⟨

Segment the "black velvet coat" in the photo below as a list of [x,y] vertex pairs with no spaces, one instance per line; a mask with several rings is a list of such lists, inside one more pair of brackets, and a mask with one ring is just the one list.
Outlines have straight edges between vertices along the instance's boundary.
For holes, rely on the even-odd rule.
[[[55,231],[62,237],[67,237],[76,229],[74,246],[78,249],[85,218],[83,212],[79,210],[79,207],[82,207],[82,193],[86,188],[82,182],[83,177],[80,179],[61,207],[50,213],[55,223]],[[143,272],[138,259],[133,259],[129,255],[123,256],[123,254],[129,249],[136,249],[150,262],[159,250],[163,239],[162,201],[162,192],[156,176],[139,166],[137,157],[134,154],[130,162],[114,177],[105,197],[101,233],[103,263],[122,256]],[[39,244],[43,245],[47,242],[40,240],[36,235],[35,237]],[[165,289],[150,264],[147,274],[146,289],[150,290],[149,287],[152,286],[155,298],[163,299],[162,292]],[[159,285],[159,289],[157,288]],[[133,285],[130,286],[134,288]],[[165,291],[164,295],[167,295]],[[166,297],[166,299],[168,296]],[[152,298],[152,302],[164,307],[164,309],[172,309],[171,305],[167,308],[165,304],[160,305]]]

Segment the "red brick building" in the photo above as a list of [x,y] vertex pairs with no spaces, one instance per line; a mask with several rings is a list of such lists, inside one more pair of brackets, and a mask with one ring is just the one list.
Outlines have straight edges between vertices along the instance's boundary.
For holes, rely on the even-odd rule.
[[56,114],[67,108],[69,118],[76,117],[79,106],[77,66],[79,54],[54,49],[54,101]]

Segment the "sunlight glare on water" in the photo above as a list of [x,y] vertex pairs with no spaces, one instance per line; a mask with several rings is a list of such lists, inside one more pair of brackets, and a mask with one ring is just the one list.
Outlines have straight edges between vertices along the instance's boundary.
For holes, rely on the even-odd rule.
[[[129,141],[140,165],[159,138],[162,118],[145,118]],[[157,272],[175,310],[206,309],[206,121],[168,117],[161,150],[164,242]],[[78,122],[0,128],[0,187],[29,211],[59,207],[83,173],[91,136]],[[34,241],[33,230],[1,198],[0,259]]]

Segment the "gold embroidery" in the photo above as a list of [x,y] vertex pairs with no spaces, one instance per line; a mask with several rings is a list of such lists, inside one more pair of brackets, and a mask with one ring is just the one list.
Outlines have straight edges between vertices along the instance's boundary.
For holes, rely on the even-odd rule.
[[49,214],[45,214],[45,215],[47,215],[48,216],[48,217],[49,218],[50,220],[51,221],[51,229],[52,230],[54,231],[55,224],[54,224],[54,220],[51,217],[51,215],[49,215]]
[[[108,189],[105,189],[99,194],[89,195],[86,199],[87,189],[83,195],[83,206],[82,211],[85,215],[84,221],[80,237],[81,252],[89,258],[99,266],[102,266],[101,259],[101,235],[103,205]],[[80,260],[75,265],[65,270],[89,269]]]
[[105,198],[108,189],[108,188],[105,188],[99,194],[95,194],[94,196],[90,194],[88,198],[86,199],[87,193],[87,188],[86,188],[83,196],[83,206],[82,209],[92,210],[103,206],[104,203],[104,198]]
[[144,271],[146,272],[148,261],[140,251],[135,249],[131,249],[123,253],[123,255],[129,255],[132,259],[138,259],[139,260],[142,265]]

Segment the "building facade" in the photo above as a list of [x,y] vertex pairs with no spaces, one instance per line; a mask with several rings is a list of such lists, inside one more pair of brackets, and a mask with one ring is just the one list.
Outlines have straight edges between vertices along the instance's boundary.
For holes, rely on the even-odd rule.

⟩

**WHAT THIS TASK INVOLVES:** Copy each entry exactly, with nothing added or dropped.

**WORKED SOLUTION:**
Segment the "black velvet coat" in the photo below as a list of [x,y] vertex pairs with no spaces, one instance per line; a mask with several rings is a list of such lists, inside one more pair of brackets, and a mask with one ring is just the one list.
Outlines have straight edges between vertices along the instance's boundary.
For holes, rely on the even-odd rule.
[[[55,231],[62,237],[67,237],[76,229],[74,246],[78,249],[85,218],[83,212],[79,210],[79,207],[82,207],[82,193],[86,188],[82,182],[83,177],[80,179],[61,207],[50,213],[55,223]],[[143,272],[138,259],[133,259],[129,255],[123,256],[123,254],[129,249],[136,249],[150,262],[159,250],[163,239],[162,201],[162,192],[156,176],[139,166],[137,157],[134,154],[130,162],[114,177],[105,197],[101,233],[103,263],[122,256]],[[39,244],[43,245],[47,242],[40,240],[36,235],[35,237]],[[165,289],[150,264],[147,274],[146,289],[150,290],[149,287],[152,286],[155,298],[163,299],[162,292]],[[159,285],[159,289],[157,288]],[[133,285],[130,286],[134,288]],[[165,291],[164,295],[167,295]],[[166,297],[166,299],[168,296]],[[152,298],[152,302],[164,307],[164,309],[172,309],[171,305],[167,308],[165,304],[160,305]]]

Segment the "red brick building" in the photo above as a list of [x,y] vertex pairs with no spaces, one instance per line; a mask with several rings is a list of such lists, inside one more pair of brackets, and a mask with one ring is just the one list.
Outlines have straight edges between vertices along the instance's boundary.
For holes, rely on the even-odd rule.
[[56,114],[67,108],[69,118],[76,117],[79,106],[77,66],[79,54],[54,49],[54,101]]

Segment the "sunlight glare on water" in the photo above as a list of [x,y] vertex pairs with no spaces, one instance per line; a mask with several rings is a list of such lists, inside one more pair of brackets, and a mask with one ring is just the one list.
Outlines have straight edges between vertices along the instance's boundary.
For holes, rely on the even-odd rule.
[[[129,141],[140,165],[159,138],[162,118],[145,118]],[[157,272],[175,310],[206,309],[206,121],[168,117],[161,150],[164,242]],[[78,122],[0,128],[0,187],[29,211],[59,207],[83,173],[91,136]],[[34,241],[33,230],[1,198],[0,259]]]

Segment the "gold embroidery" in the photo above as a list of [x,y] vertex pairs with no spaces, one instance per line; a mask with several rings is a list of such lists, inside one more pair of brackets, and a mask with one ring is just the one list.
Outlines have straight edges between vertices along the instance's boundary.
For holes, rely on the even-odd rule.
[[49,214],[45,214],[45,215],[47,215],[48,216],[48,217],[49,218],[50,220],[51,221],[51,229],[52,230],[54,231],[55,224],[54,224],[54,220],[51,217],[51,215],[49,215]]
[[[108,189],[105,189],[99,194],[89,195],[86,199],[87,189],[83,195],[83,206],[82,211],[85,215],[84,221],[80,237],[81,252],[89,258],[99,266],[102,266],[101,259],[101,235],[103,205]],[[80,260],[75,265],[65,270],[89,269]]]
[[105,198],[108,189],[108,188],[105,188],[99,194],[95,194],[94,196],[90,194],[88,198],[86,199],[87,193],[87,188],[86,188],[83,196],[83,206],[82,209],[92,210],[103,206],[104,203],[104,198]]
[[144,271],[146,272],[148,261],[140,251],[135,249],[131,249],[123,253],[123,255],[129,255],[132,259],[138,259],[139,260],[142,265]]

Segment the "building facade" in the photo above as a list of [x,y] vertex pairs with no spaces, one instance per line; a mask with several rings is a list of such lists, inside one more pair of brackets, and a mask with one ring is just the one list.
Outlines have straight edges between vertices along the instance's boundary.
For holes, rely on the even-odd rule.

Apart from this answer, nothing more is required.